━━ TEXTE À LIRE ━━

Certains animaux comme les lézards et les salamandres peuvent faire repousser des membres perdus. Mais l'hydre, ainsi que certains vers et autres animaux, poussent la régénération à l'extrême. Près de leurs pièces buccales, les hydres ont un groupe de 50 à 300 cellules appelé l'organisateur de la tête; comme son nom l'indique, il dirige le développement de la tête. Si une hydre est décapitée, un nouvel organisateur peut se former et inciter l'animal à repousser sa tête. Pendant ce temps, la tête qui a été coupée repoussera parfois la partie inférieure de son corps.

Les scientifiques ont également réussi à greffer des têtes d'hydres sur les corps décapités d'autres hydres. Et si une hydre est déchirée en petits amas de cellules, ces amas qui incluent des cellules organisatrices de la tête repousseront un corps complet, dit Macias-Muñoz.

Elle et son équipe ont cherché à savoir si les hydres suivaient des instructions similaires pour construire leur tête pendant la régénération et le bourgeonnement (dans lequel l'animal fait pousser un petit bourgeon qui finit par se détacher pour former une toute nouvelle hydre). Ils ont analysé des échantillons de tissus prélevés sur des hydres subissant les deux processus et ont identifié 298 gènes exprimés différemment lors de la régénération de la tête et du bourgeonnement. Ceux-ci comprenaient des gènes précédemment liés à la formation de l'organisateur de la tête chez l'hydre, ainsi que des gènes impliqués dans le processus de régénération chez d'autres animaux.

[En relation :Ces méduses semblent tromper la mort. Quel est leur secret ?]

"La régénération et le bourgeonnement, même si vous obtenez le même résultat, suivent des trajectoires différentes", explique Macias-Muñoz.

━━━

*CE QUE VOUS FEREZ*:
A: Relevez, dans le texte sur la régénération de l'hydre, tous les animaux nommément cités comme capables de faire repousser des parties perdues de leur corps.
B: Poursuivez le texte sur la régénération de l'hydre à partir de sa dernière phrase.
Les enregistrements qui suivent proviennent d'une source différente.

━━ DONNÉES FOURNIES ━━

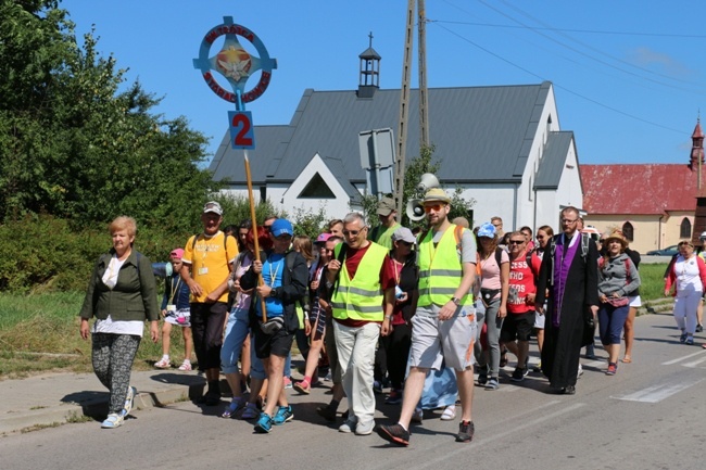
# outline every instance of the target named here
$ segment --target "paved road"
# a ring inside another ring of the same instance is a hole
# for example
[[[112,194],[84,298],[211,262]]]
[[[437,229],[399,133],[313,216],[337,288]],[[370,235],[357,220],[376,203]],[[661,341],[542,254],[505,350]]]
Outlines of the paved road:
[[[470,444],[455,443],[457,423],[433,412],[413,428],[408,448],[339,433],[314,411],[329,397],[317,389],[293,396],[295,419],[268,435],[185,402],[139,410],[117,430],[87,422],[5,436],[0,469],[703,468],[706,350],[679,344],[670,315],[639,317],[636,328],[634,363],[608,377],[605,361],[584,360],[575,396],[547,393],[537,374],[519,385],[505,378],[495,392],[477,388]],[[378,422],[398,412],[379,410]]]

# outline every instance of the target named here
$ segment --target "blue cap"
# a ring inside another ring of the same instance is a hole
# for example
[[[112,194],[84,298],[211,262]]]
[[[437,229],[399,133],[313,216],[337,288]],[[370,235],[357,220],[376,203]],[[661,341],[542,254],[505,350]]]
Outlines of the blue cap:
[[[487,221],[478,229],[478,237],[488,237],[489,239],[495,238],[495,226]]]
[[[290,223],[289,220],[285,218],[278,218],[277,220],[275,220],[272,227],[269,227],[269,232],[275,238],[283,234],[294,237],[294,227],[292,227],[292,223]]]

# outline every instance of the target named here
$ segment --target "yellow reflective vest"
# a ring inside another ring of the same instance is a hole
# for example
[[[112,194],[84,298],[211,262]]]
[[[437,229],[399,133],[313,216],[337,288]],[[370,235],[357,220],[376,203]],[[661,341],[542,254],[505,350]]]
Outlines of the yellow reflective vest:
[[[343,243],[336,246],[333,251],[336,258],[343,247]],[[331,296],[333,318],[382,321],[384,292],[380,287],[380,270],[387,254],[388,250],[384,246],[370,242],[353,279],[345,267],[345,261],[341,263],[338,288]]]
[[[456,240],[456,226],[451,224],[433,245],[431,230],[419,243],[419,300],[417,306],[443,306],[454,294],[464,277],[461,263],[461,240]],[[463,234],[463,233],[462,233]],[[458,305],[472,305],[474,296],[467,293]]]

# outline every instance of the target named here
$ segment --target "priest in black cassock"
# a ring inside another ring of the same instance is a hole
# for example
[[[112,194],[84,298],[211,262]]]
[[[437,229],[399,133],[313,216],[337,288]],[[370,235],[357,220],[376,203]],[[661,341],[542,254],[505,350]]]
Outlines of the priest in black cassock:
[[[587,316],[598,310],[598,251],[579,230],[579,211],[562,211],[562,230],[542,259],[538,314],[545,314],[542,372],[559,393],[575,394]],[[544,297],[549,289],[546,312]]]

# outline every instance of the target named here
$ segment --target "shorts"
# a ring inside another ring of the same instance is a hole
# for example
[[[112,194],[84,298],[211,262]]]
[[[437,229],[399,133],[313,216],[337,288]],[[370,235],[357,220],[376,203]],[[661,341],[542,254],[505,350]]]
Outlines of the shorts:
[[[176,325],[177,327],[191,327],[191,308],[167,310],[164,316],[164,321]]]
[[[457,371],[474,365],[478,326],[472,306],[458,306],[454,316],[439,320],[440,307],[418,307],[412,317],[409,366],[440,370],[442,363]]]
[[[268,359],[269,356],[287,357],[292,348],[294,333],[280,328],[273,334],[265,334],[260,327],[252,330],[255,342],[255,356],[260,359]]]
[[[529,341],[534,328],[534,310],[524,314],[507,314],[503,321],[503,329],[500,332],[501,343],[512,341]]]

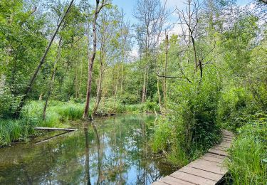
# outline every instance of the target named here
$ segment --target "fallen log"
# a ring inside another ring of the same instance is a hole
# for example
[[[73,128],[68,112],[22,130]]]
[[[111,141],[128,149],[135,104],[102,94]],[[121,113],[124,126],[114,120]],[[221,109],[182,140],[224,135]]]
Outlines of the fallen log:
[[[63,130],[63,131],[68,131],[68,132],[73,132],[76,131],[78,129],[66,129],[66,128],[51,128],[51,127],[35,127],[36,130]]]

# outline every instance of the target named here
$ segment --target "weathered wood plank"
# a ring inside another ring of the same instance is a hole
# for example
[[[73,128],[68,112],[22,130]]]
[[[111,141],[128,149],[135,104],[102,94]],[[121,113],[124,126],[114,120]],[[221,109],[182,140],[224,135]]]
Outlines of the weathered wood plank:
[[[179,171],[214,180],[215,181],[218,181],[218,179],[221,179],[223,177],[223,175],[221,174],[217,174],[210,171],[192,168],[187,166],[182,167]]]
[[[192,162],[192,163],[187,164],[187,166],[221,175],[224,175],[227,172],[227,169],[222,167],[220,164],[201,159],[197,159]]]
[[[221,151],[224,151],[224,152],[227,152],[227,149],[228,149],[228,148],[221,147],[219,147],[219,146],[214,146],[214,147],[213,147],[211,149],[217,149],[217,150],[221,150]]]
[[[187,181],[183,181],[178,179],[173,176],[167,176],[163,179],[160,179],[159,181],[167,183],[168,184],[180,184],[180,185],[193,185],[194,184],[188,182]]]
[[[222,164],[224,162],[224,159],[220,159],[211,156],[203,156],[201,159],[206,160],[206,161],[209,161],[209,162],[218,162],[220,164]]]
[[[181,180],[187,181],[195,184],[214,185],[216,183],[216,181],[214,180],[200,177],[196,175],[192,175],[180,171],[177,171],[174,173],[170,174],[170,176]]]
[[[155,182],[153,182],[152,184],[153,185],[167,185],[168,184],[166,184],[166,183],[162,182],[162,181],[155,181]]]
[[[227,157],[227,149],[234,137],[233,133],[226,130],[223,131],[223,134],[221,144],[214,145],[200,159],[165,176],[159,182],[170,185],[216,184],[228,171],[224,166],[224,160]]]
[[[212,153],[212,154],[216,154],[218,155],[223,155],[223,156],[228,156],[228,154],[226,152],[219,150],[219,149],[209,149],[209,152]]]
[[[230,131],[228,131],[228,130],[224,130],[222,131],[222,134],[224,134],[224,136],[231,136],[231,137],[234,137],[234,134],[230,132]]]
[[[215,157],[215,158],[219,158],[219,159],[224,159],[226,157],[225,156],[222,156],[222,155],[217,155],[217,154],[211,154],[211,153],[206,153],[204,156],[209,156],[209,157]]]
[[[51,128],[51,127],[36,127],[34,129],[41,130],[64,130],[64,131],[76,131],[77,129],[67,129],[67,128]]]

━━━

*RÉPONSES AUX EXERCICES*:
A:
- les lézards
- les salamandres
- l'hydre
- certains vers

B:
Elle et ses collègues ont également examiné les mécanismes qui contrôlent si les instructions de ces gènes sont exécutées pendant la régénération. Ils se sont concentrés sur la chromatine des animaux, un matériel génétique compact composé d'ADN et de protéines. Lorsqu'une étendue de chromatine est «fermée», des protéines appelées histones la maintiennent enveloppée afin que l'ADN qu'elle contient ne puisse pas être lu; lorsque la chromatine est "ouverte", d'autres protéines peuvent se lier à l'ADN et le transcrire.

"Certaines zones de la chromatine sont ouvertes à certains moments de la régénération, et à d'autres moments, elles sont fermées", explique Macias-Muñoz. "Donc, ce n'est pas seulement que les gènes sont activés et désactivés, c'est aussi que ce changement de la chromatine ouverte ou fermée aide à réguler l'expression de ces gènes importants pour la régénération."

Les chercheurs ont également identifié des régions de la chromatine connues pour lier des protéines qui jouent un rôle important dans le développement de différentes espèces animales. Cela suggère qu'une partie de la machinerie génétique sous-jacente à la régénération a évolué avant que les cnidaires ne se séparent des ancêtres d'animaux plus «complexes» tels que les humains, explique Macias-Muñoz.

Les résultats soulèvent une question intrigante, dit-elle. La régénération des tissus fonctionne-t-elle de manière très similaire chez l'hydre et les autres animaux ? Ou est-ce que des animaux tels que les lézards et les salamandres "recâblent" les gènes du développement de manière unique et différente pour obtenir un effet similaire à celui de l'hydre ?

À l'avenir, Macias-Muñoz explorera comment les gènes et les processus de contrôle qu'elle et son équipe ont identifiés interagissent. "La prochaine étape serait de les tester fonctionnellement et de vérifier qu'ils font quelque chose dans la régénération", dit-elle.

Étudier le fonctionnement de la régénération dans des organismes simples comme l'hydre, et sa similitude avec les processus d'autres animaux, pourrait potentiellement permettre de mieux comprendre comment le développement tourne mal chez l'homme.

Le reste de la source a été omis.